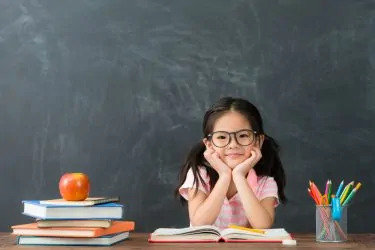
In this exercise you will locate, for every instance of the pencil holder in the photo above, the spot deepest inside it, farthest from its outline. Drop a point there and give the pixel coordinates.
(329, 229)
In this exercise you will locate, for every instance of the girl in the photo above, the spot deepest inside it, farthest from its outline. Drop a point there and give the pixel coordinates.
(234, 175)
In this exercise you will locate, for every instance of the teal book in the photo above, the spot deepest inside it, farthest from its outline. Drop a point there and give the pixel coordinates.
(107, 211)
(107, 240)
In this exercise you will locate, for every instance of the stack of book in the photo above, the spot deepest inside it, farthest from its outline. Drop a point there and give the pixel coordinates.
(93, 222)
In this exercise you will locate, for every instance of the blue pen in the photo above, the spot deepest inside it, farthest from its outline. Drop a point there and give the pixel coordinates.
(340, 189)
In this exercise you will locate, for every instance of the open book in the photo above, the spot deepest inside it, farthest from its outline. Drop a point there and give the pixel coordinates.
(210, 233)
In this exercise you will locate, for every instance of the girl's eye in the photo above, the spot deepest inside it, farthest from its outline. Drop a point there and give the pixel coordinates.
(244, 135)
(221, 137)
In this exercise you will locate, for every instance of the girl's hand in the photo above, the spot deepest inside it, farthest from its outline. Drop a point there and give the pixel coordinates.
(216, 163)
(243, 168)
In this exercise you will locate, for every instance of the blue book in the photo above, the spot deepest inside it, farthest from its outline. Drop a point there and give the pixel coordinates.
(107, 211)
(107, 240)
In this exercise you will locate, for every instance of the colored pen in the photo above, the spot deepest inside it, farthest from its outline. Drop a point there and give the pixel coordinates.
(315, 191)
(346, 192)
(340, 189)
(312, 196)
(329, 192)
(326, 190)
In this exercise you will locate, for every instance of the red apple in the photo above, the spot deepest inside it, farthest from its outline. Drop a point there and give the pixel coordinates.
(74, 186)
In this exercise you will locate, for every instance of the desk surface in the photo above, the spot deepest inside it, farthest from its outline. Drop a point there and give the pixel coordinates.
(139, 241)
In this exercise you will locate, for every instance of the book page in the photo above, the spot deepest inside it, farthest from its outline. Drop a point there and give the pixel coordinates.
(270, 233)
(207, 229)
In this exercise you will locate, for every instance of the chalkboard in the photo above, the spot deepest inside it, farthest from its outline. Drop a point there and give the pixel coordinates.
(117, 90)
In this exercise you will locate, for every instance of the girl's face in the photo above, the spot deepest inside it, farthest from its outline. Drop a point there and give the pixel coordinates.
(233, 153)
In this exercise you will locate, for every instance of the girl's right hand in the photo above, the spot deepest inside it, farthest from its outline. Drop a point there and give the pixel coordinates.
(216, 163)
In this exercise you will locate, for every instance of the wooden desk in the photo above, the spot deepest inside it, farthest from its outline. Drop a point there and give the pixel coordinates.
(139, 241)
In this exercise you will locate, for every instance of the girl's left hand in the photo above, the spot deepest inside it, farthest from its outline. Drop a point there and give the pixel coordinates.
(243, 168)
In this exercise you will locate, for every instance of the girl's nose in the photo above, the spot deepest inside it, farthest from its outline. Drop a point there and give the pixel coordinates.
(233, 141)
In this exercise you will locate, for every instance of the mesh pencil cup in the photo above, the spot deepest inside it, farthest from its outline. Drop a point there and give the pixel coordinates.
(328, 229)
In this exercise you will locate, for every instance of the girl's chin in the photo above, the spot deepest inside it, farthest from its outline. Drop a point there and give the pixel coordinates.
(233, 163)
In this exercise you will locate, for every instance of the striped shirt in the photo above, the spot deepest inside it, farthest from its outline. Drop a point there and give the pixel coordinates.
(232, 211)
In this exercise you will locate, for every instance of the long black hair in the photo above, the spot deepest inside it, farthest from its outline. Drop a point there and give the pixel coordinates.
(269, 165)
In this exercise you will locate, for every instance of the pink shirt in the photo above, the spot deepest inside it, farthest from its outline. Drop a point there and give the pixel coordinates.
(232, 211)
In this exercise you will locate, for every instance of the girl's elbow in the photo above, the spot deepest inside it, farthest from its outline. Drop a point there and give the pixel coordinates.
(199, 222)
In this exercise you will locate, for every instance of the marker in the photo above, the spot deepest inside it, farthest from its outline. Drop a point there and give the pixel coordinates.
━━━
EXERCISE GOAL: Transcribe the whole listing exactly. Pictures are excluded.

SOLVED EXERCISE:
In this exercise you will locate, for every instance of the pencil holder in the photo above, the spot deepest inside it, farthest from its outline. Drop a point there and give the pixel coordinates.
(329, 229)
In this exercise you will locate, for every instance of the girl in the photo above, the spot deepest inside it, farthest from its outline. Drop a point there and give the pixel coordinates.
(234, 175)
In this exercise you will locate, for every instance of the teal book in the photo above, the spot deepest inside it, farthest from its outline. Drop a point there and give the pixel coordinates.
(107, 211)
(107, 240)
In this exercise you will locate, for every instance of the stack of book in the photo above, the spot deepest inside it, farthest from its outline. Drop a point there and give the pixel coordinates.
(93, 222)
In this exercise you will locate, for every instance of the blue pen in the photo above, the spot deepest inside it, farthest from its outline. Drop a point there and give the pixel coordinates.
(340, 189)
In this exercise you will locate, for every instance of the open book in the photo above, the spot deepest inside it, farthest from its outline. Drop a point there and give the pixel coordinates.
(210, 233)
In this exercise you will locate, for every instance of the girl's eye in the photo above, the spot deepest inside it, farthest from its outline. Drop a point there and give the pixel coordinates.
(244, 135)
(221, 137)
In this exercise you will locate, for every instance of the girl's hand in the photo above, the spot deepest inside it, farthest from its outline. Drop a point there and give the pixel coordinates.
(216, 163)
(243, 168)
In this exercise you will locate, for every instance of the blue book in the photo above, the spot deepest inside it, farthest from its outline. Drop a point there and give the pixel coordinates.
(107, 211)
(107, 240)
In this exercise you will locate, for every instance of the colored pen in the photo above, the spot deepest inside it, farthest from its outline. Drop a point there and give the pixel coordinates.
(315, 191)
(346, 192)
(340, 189)
(312, 196)
(329, 192)
(326, 190)
In this exercise you will locate, for every instance of the red apple in the photo above, the spot deepest inside it, farthest from its outline. Drop a point there and give the pixel coordinates.
(74, 186)
In this exercise you will locate, for every instance of the desk surface in the photo above, the spot deepest inside it, farthest from its outline. Drop a point there and give the pixel coordinates.
(139, 241)
In this exercise you will locate, for every instance of the book page in the photo above, the spot deepest inside it, farthest from its outline. Drop a point there and give the pixel coordinates.
(270, 233)
(207, 229)
In this exercise you will locate, for every instance of the chalkboard in the photo above, the spot deepest inside it, farthest from its outline. Drop a point there and give the pixel coordinates.
(117, 90)
In this exercise you will locate, for every instance of the girl's face in the photo above, the spot deepest inside it, farthest from its outline. Drop a point there and give the pixel coordinates.
(233, 153)
In this exercise you will locate, for every instance of the girl's right hand in the photo above, the spot deepest inside it, farthest from its outline. Drop a point there and give the pixel coordinates.
(216, 163)
In this exercise you will locate, for every instance of the wooden desk in the photo above, the spot deepest inside it, farthest from its outline. Drop a point there and give the pixel coordinates.
(139, 241)
In this exercise you will locate, for every instance of the girl's left hand in the photo above, the spot deepest inside it, farthest from its outline. Drop a point there and give the pixel coordinates.
(243, 168)
In this exercise you will locate, for every instance of the girl's nose in the photo above, the spot deepest inside it, farthest from its outline. Drop a point there and give the pixel coordinates.
(233, 141)
In this exercise you will locate, for every instance of the mesh pencil cup in the photo above, the spot deepest inside it, farthest from its outline. Drop a point there and give the pixel coordinates.
(328, 229)
In this exercise you will locate, for every instance of the girl's chin in the photo above, the spot deepest inside it, farthest from its outline. Drop a point there and give the pixel coordinates.
(233, 163)
In this exercise you will locate, for every instance of the striped shirt in the photo above, the spot deepest inside it, farthest from its outline. Drop a point there and give the pixel coordinates.
(232, 211)
In this exercise you will locate, for every instance of the long black hair in the photo above, the spot deepest inside it, farthest from its outline. Drop a point there and give the pixel coordinates.
(269, 165)
In this exercise you will locate, for every instance of the pink shirt in the photo above, the spot deepest inside it, farthest from its outline. Drop a point there and give the pixel coordinates.
(232, 211)
In this exercise you will locate, for every instance of the girl's elbow in the photo above, the spot deepest inside it, farthest from its outline. Drop a point there and give the pixel coordinates.
(199, 222)
In this exercise you will locate, for every instance of the marker in the photo above, the spot deepest inside it, farthest from its outline. Drop a point there and give the pixel coordinates.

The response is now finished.